VERSTÄNDNIS PRÜFEN
1 – Stimmen die Aussagen (a) bis (c) mit dem Textauszug überein? Beantworten Sie jede mit Ja oder Nein, und zitieren Sie wörtlich die Worte des Textauszugs, die das entscheiden.
(a) Die Obduktion wurde in der Gerichtsmedizin in Erlangen durchgeführt.
(b) Die Tochter legte Widerspruch gegen die Einstellung der Ermittlungen ein.
(c) Die Klinikum Bayreuth GmbH äußert sich zum konkreten Fall.
2 – Wie viele Patientinnen und Patienten werden laut dem Textauszug pro Jahr in den beiden Betriebsstätten der Klinikum Bayreuth GmbH behandelt?
───── TEXTAUSZUG ─────
Wie bei der Frau aus dem Fichtelgebirge im vergangenen Herbst auch, wird auch diesmal vom Klinikum die Kripo eingeschaltet, die eine Obduktion in der Gerichtsmedizin in Erlangen veranlasst. Laut einem Aktenvermerk der Kripo Bayreuth wird im Obduktionsbericht der Zahn im unteren Bereich der Lunge erwähnt sowie eine Entzündung im oberen Bereich des selben Lungenflügels. Aber: „Eine Kausalität zwischen dem abgebrochenen Zahn und dem Tod der Verstorbenen kann (...) nicht erklärt werden.“ Der Obduktionsbericht stellt laut dem Aktenvermerk der Kripo vielmehr eine „Pneumonie (Lungenentzündung) als Folge eines Schädel-Hirn-Traumas“ fest. Die Staatsanwaltschaft stellt die Ermittlungen ein, die Tochter legt keinen Widerspruch ein. Und entschließt sich ein Jahr später doch zu einer Zivilklage. Ihr geht es nicht nur um Schadenersatz. Den Tod ihrer Mutter hat sie auch nach über einem Jahr nicht verwunden, sagt sie, sie sei in psychologischer Behandlung und bereite den Auszug aus der Wohnung vor, in der sie mit ihrer Mutter gelebt hatte. Der Hauptgrund, dass sie an die Öffentlichkeit gegangen ist: „Ich will dass die Menschen wissen, dass eine Patientenverfügung oder eine Vorsorgevollmacht keine Garantie bieten, dass nicht doch Behandlungen vorgenommen werden, die man nicht will.“

Zum konkreten Fall kann die Klinikum Bayreuth GmbH keine Aussagen machen. Pressesprecher Frank Schmälzle erklärt warum: „Wir sichern unseren Patienten in dem Behandlungsvertrag zu, dass wir Stillschweigen über ihre Daten und den Verlauf der Behandlung wahren. Ausnahmen gelten nur für den Hausarzt/Facharzt des Patienten. Darüber hinaus sind wir an die Vorschriften des Paragrafen 203 des Strafgesetzbuches gebunden, der die Ärztliche Schweigepflicht regelt. Diese Schweigepflicht ist umfassend.“

In den beiden Betriebsstätten der Klinikum Bayreuth GmbH – Klinikum und Hohe Warte – werden pro Jahr mehr als 100 000 Patientinnen und Patienten ambulant und stationär behandelt.
───── DATENAUSZUG ─────
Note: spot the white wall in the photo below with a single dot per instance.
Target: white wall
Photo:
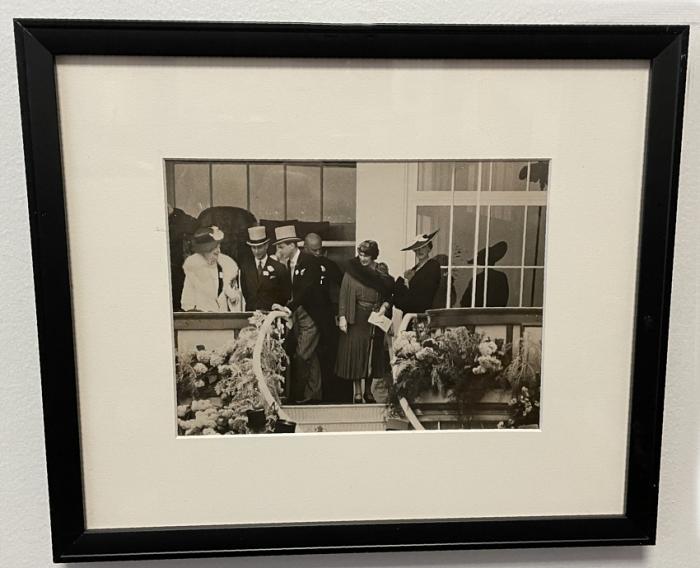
(381, 210)
(24, 534)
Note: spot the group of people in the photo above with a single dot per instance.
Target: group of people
(334, 348)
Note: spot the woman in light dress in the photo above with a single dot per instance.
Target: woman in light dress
(212, 281)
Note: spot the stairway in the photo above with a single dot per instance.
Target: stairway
(337, 417)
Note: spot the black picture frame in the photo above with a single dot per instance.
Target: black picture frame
(39, 42)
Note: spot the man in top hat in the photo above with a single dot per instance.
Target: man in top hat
(211, 277)
(335, 389)
(264, 280)
(415, 292)
(497, 290)
(309, 310)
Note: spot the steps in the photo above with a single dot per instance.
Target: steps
(338, 417)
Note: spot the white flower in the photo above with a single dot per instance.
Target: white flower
(216, 360)
(203, 356)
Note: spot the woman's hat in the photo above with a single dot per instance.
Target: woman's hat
(257, 236)
(370, 248)
(421, 240)
(207, 239)
(286, 234)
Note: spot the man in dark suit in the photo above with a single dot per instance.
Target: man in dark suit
(335, 389)
(309, 309)
(180, 228)
(264, 281)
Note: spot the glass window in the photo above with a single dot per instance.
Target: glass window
(463, 235)
(192, 187)
(539, 176)
(339, 194)
(506, 225)
(230, 184)
(533, 287)
(432, 217)
(435, 176)
(497, 250)
(466, 176)
(534, 236)
(504, 176)
(304, 193)
(267, 191)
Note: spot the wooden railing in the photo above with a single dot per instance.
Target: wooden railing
(514, 320)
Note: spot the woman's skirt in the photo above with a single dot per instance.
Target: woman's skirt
(354, 348)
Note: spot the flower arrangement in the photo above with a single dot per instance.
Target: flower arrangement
(459, 363)
(523, 374)
(524, 410)
(217, 390)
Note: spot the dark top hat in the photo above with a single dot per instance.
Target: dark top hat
(496, 252)
(421, 240)
(257, 236)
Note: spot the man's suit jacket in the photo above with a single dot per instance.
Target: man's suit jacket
(271, 287)
(307, 290)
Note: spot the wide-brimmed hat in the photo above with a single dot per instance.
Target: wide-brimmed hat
(496, 252)
(421, 240)
(286, 234)
(207, 239)
(257, 236)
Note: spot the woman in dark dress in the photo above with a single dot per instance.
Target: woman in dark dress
(364, 289)
(415, 292)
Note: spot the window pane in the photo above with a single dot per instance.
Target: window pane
(461, 297)
(267, 191)
(534, 238)
(304, 193)
(440, 299)
(466, 176)
(463, 233)
(339, 194)
(539, 176)
(533, 287)
(230, 185)
(508, 176)
(502, 287)
(506, 225)
(435, 176)
(192, 188)
(432, 217)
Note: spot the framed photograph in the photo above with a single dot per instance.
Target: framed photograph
(323, 288)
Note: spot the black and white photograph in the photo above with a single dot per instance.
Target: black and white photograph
(347, 296)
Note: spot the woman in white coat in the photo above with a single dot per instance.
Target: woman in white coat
(211, 278)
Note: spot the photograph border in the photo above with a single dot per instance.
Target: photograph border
(39, 42)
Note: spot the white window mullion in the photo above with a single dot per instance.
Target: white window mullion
(449, 245)
(476, 236)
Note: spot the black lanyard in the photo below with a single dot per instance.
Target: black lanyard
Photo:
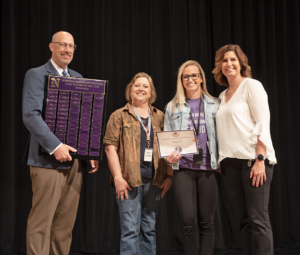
(197, 129)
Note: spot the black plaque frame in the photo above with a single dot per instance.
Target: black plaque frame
(103, 121)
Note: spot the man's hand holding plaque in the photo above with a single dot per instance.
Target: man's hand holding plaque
(173, 144)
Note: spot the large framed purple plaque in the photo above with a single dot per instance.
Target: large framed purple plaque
(75, 111)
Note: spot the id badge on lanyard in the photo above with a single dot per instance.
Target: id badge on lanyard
(148, 151)
(197, 158)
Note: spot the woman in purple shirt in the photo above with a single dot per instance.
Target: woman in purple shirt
(196, 182)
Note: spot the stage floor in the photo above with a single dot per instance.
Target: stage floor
(216, 252)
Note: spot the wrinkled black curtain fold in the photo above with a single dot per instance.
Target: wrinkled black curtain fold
(117, 39)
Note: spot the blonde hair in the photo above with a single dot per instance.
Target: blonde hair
(148, 77)
(243, 60)
(180, 96)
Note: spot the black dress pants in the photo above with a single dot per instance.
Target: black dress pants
(251, 205)
(196, 194)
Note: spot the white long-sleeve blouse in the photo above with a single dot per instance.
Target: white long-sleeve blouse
(239, 121)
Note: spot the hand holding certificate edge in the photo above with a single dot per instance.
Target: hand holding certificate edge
(174, 157)
(180, 141)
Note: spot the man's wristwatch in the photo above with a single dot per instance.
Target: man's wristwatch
(169, 176)
(260, 157)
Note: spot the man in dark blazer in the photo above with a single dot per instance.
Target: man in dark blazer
(56, 178)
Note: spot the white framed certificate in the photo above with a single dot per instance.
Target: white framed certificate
(183, 141)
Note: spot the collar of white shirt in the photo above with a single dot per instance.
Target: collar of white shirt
(59, 69)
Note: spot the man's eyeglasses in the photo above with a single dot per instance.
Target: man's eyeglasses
(65, 45)
(194, 76)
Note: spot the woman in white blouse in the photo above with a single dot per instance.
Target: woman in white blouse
(246, 151)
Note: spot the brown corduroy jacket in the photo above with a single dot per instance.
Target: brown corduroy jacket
(123, 131)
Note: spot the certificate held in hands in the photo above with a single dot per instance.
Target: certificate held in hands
(183, 141)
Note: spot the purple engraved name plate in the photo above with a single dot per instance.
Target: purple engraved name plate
(95, 145)
(51, 108)
(74, 110)
(62, 117)
(72, 130)
(84, 118)
(60, 130)
(72, 118)
(50, 125)
(53, 100)
(98, 108)
(74, 115)
(51, 96)
(87, 115)
(84, 123)
(61, 122)
(74, 139)
(84, 136)
(83, 140)
(84, 153)
(96, 133)
(87, 95)
(95, 149)
(95, 138)
(73, 101)
(72, 135)
(76, 85)
(50, 113)
(93, 153)
(86, 107)
(72, 144)
(74, 105)
(53, 92)
(50, 120)
(96, 128)
(88, 111)
(73, 123)
(63, 105)
(63, 109)
(83, 145)
(98, 104)
(75, 98)
(60, 137)
(97, 115)
(87, 99)
(61, 125)
(63, 101)
(83, 128)
(96, 123)
(51, 104)
(63, 97)
(62, 113)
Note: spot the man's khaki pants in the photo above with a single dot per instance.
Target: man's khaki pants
(54, 208)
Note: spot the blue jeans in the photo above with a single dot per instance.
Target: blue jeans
(137, 219)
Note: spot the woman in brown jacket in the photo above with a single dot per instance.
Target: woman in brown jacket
(139, 176)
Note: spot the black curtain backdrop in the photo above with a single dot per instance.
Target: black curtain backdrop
(117, 39)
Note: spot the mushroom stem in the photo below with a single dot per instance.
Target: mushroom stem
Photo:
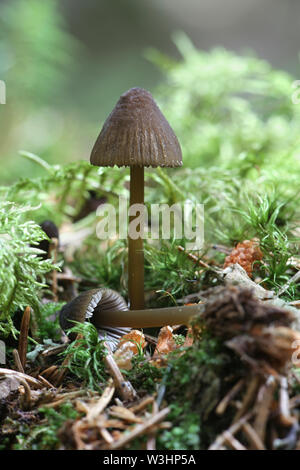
(146, 318)
(135, 247)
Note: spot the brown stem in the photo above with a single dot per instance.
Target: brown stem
(146, 318)
(135, 247)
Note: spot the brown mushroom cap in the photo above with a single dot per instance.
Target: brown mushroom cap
(136, 134)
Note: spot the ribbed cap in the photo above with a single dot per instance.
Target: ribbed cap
(136, 134)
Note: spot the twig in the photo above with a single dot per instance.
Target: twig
(23, 340)
(54, 350)
(53, 249)
(124, 387)
(45, 381)
(284, 288)
(284, 409)
(218, 443)
(142, 404)
(248, 398)
(233, 442)
(139, 429)
(263, 406)
(96, 409)
(229, 396)
(17, 361)
(252, 437)
(25, 399)
(20, 376)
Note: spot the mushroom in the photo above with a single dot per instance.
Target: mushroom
(136, 134)
(107, 310)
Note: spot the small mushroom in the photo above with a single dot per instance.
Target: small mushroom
(107, 310)
(136, 134)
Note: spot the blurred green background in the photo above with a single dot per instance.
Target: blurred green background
(65, 63)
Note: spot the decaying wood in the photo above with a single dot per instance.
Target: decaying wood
(262, 409)
(23, 339)
(140, 429)
(17, 361)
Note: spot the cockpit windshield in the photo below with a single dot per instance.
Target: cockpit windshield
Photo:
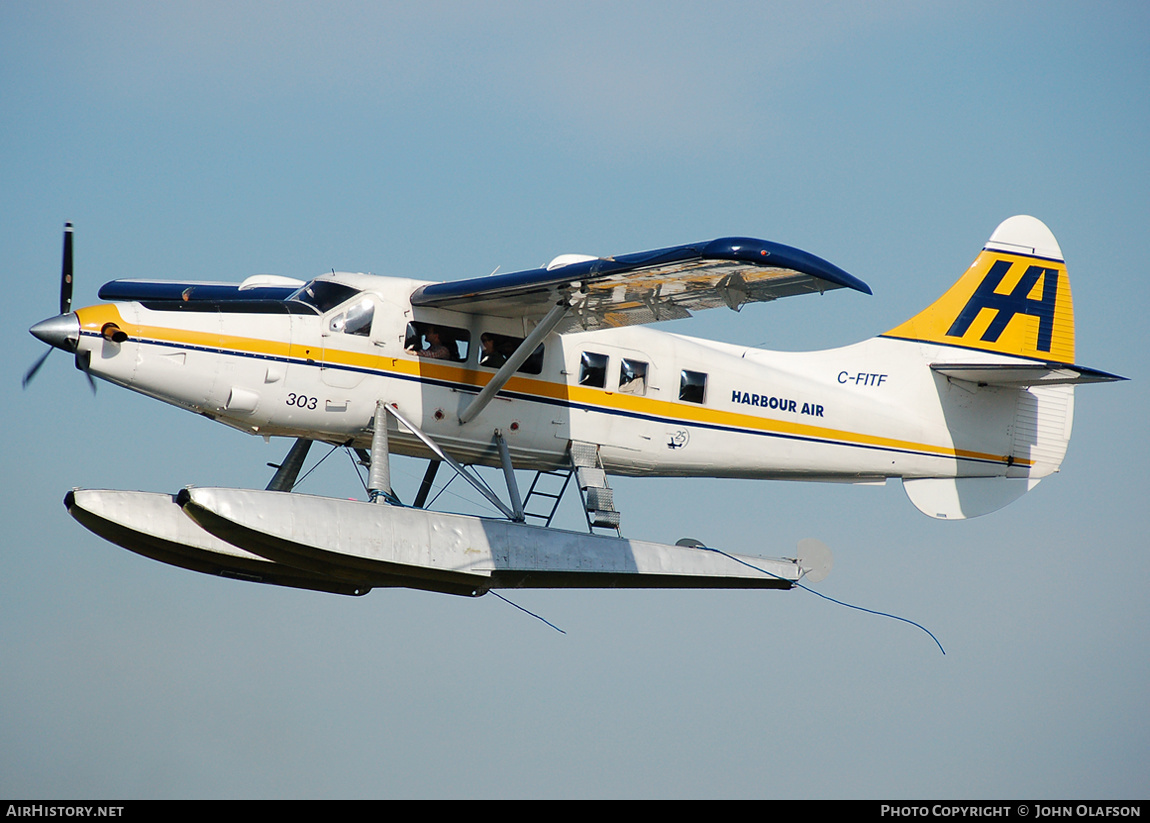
─────
LÖSUNGSÜBERSICHT
1 –
(a) Ja: „die eine Obduktion in der Gerichtsmedizin in Erlangen veranlasst“
(b) Nein: „die Tochter legt keinen Widerspruch ein“
(c) Nein: „Zum konkreten Fall kann die Klinikum Bayreuth GmbH keine Aussagen machen.“

2 – Mehr als 100 000, ambulant und stationär.